Copy the data below word for word, starting at the line containing "floor window in the photo above." and ending at the end of the data.
Start of Given data
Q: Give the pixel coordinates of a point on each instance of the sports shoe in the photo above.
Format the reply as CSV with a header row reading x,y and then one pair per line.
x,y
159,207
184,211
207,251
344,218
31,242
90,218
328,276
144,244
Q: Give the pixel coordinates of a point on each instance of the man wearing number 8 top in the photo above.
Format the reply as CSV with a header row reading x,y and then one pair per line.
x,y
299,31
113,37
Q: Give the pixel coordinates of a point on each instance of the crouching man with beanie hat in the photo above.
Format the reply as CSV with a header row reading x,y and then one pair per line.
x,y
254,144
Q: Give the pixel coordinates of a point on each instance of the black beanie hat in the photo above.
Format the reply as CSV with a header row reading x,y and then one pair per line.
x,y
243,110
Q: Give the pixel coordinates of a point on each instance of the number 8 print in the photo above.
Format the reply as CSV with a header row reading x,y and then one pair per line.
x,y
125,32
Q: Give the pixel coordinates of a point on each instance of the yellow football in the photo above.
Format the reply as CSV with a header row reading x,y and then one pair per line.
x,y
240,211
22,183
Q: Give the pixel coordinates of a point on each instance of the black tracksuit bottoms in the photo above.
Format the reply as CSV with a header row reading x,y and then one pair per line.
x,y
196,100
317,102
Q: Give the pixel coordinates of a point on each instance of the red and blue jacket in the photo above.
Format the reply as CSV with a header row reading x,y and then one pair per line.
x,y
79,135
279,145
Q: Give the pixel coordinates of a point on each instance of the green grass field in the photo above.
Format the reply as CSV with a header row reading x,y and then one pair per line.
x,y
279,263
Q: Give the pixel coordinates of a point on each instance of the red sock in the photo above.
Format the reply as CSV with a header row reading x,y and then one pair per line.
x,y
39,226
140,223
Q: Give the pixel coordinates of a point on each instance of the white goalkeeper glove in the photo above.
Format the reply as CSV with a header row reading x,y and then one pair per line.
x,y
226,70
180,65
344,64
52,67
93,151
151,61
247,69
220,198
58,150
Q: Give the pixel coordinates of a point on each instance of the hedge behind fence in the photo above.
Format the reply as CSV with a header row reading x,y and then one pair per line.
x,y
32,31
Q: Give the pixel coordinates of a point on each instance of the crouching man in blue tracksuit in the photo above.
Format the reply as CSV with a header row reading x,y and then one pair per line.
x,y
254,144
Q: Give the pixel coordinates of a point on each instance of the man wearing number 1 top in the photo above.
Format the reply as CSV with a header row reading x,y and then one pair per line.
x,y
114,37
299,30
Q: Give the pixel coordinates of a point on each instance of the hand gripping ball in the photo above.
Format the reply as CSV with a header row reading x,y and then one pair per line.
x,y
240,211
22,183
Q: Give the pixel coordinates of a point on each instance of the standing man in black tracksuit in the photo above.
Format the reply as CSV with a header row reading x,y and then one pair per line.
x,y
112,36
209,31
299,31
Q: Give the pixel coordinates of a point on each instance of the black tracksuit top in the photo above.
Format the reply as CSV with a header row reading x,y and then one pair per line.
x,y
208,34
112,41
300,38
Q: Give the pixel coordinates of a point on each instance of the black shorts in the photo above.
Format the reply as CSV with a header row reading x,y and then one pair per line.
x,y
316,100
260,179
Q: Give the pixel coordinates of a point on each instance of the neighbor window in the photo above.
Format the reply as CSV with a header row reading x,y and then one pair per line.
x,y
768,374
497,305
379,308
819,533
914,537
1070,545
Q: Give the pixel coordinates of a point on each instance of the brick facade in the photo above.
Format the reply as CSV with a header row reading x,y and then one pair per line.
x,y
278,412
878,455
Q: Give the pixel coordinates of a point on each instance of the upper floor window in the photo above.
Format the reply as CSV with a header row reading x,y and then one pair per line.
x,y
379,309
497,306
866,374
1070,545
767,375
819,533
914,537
End of Given data
* _Problem solution_:
Q: Give the pixel coordinates of a point on each instance of the upper floor window in the photo above.
Format the reply as CSV with a header row reading x,y and then one pair per line.
x,y
379,309
497,306
866,374
1070,545
767,375
819,533
914,537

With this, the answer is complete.